● **Required work**
Everything from the line containing "patch in the photo above." to the last line of the records must be returned verbatim; nothing else belongs in the output.

● **Data provided**
*** Begin section ***

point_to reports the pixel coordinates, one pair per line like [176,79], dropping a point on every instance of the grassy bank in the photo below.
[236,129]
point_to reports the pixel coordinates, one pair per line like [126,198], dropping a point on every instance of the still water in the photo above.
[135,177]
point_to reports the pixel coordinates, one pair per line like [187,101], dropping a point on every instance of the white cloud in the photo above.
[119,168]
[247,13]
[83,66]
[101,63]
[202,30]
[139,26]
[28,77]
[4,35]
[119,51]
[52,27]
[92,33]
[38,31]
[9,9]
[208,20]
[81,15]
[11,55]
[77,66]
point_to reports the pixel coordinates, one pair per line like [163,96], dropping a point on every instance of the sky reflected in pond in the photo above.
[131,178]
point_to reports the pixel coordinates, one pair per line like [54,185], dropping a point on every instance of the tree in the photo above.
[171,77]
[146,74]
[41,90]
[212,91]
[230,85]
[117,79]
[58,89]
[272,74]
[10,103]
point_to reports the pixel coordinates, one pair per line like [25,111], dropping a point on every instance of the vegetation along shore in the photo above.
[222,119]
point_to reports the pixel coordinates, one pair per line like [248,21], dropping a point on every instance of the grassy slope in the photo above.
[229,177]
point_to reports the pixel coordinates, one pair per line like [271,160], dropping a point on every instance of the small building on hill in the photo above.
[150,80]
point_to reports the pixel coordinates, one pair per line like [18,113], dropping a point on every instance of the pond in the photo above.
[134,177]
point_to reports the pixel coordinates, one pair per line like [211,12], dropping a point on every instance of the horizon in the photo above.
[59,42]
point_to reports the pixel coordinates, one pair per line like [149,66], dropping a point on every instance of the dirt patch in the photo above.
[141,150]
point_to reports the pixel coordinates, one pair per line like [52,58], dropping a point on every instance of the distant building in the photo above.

*** End section ***

● **Result**
point_to reports the pixel coordinates, one pair per line like [149,66], dropping a point on every instance of the dirt patch in the photo above.
[141,150]
point_to reports the pixel coordinates, one pair per line like [52,58], dropping a point on every instance of the distant building in the photo above.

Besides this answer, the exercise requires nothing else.